Problem requirements: How many lines in the material below contain the string "blurred"? Case matters. Reply with the number alone.

:::::

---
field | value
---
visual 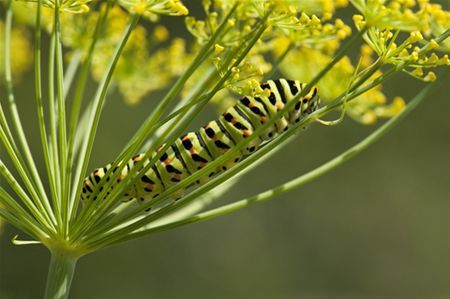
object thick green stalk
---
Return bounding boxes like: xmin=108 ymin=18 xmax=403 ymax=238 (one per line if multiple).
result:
xmin=80 ymin=15 xmax=268 ymax=243
xmin=115 ymin=70 xmax=450 ymax=243
xmin=44 ymin=250 xmax=78 ymax=299
xmin=66 ymin=1 xmax=113 ymax=221
xmin=2 ymin=1 xmax=54 ymax=227
xmin=71 ymin=4 xmax=237 ymax=236
xmin=67 ymin=15 xmax=139 ymax=231
xmin=53 ymin=1 xmax=69 ymax=232
xmin=34 ymin=0 xmax=56 ymax=227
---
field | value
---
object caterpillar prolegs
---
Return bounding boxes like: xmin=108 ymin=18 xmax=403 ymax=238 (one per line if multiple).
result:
xmin=81 ymin=79 xmax=320 ymax=207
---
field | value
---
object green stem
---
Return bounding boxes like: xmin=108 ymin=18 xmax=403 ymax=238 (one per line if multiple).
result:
xmin=44 ymin=250 xmax=78 ymax=299
xmin=120 ymin=70 xmax=450 ymax=242
xmin=1 ymin=1 xmax=55 ymax=228
xmin=66 ymin=1 xmax=113 ymax=221
xmin=71 ymin=15 xmax=139 ymax=230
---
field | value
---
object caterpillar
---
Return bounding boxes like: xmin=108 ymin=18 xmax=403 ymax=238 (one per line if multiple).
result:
xmin=81 ymin=79 xmax=320 ymax=207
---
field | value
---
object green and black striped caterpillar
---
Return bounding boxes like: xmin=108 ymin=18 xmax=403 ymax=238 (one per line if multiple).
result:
xmin=81 ymin=79 xmax=320 ymax=203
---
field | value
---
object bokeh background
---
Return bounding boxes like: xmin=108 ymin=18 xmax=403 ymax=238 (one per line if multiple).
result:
xmin=0 ymin=2 xmax=450 ymax=299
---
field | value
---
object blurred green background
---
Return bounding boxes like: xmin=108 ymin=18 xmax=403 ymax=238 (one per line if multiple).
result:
xmin=0 ymin=2 xmax=450 ymax=299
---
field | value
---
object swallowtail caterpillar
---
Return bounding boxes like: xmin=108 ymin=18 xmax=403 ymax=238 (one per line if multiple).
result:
xmin=81 ymin=79 xmax=320 ymax=204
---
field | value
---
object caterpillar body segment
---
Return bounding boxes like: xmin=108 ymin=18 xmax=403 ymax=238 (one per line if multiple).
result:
xmin=81 ymin=79 xmax=320 ymax=204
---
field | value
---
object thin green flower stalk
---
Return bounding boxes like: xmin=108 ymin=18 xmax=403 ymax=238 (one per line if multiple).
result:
xmin=0 ymin=0 xmax=450 ymax=298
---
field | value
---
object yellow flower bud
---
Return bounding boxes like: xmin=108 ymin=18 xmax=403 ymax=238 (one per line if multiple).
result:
xmin=423 ymin=72 xmax=436 ymax=82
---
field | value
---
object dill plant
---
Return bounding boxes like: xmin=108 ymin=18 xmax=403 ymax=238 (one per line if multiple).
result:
xmin=0 ymin=0 xmax=450 ymax=298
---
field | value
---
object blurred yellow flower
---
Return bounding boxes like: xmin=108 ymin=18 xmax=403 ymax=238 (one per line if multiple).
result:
xmin=0 ymin=20 xmax=34 ymax=81
xmin=16 ymin=0 xmax=92 ymax=13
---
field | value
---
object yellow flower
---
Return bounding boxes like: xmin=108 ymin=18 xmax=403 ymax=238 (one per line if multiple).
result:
xmin=17 ymin=0 xmax=92 ymax=13
xmin=117 ymin=0 xmax=189 ymax=19
xmin=281 ymin=46 xmax=401 ymax=125
xmin=0 ymin=20 xmax=34 ymax=81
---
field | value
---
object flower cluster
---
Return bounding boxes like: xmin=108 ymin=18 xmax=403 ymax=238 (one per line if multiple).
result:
xmin=352 ymin=0 xmax=450 ymax=81
xmin=19 ymin=0 xmax=92 ymax=13
xmin=118 ymin=0 xmax=189 ymax=21
xmin=186 ymin=1 xmax=351 ymax=109
xmin=0 ymin=20 xmax=32 ymax=80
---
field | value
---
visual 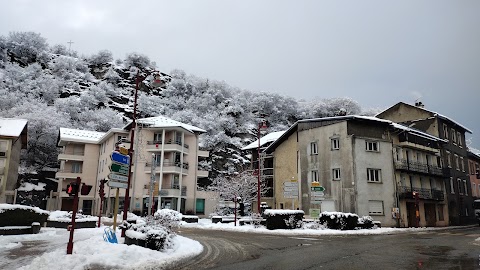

:::::

Solution to the problem: 2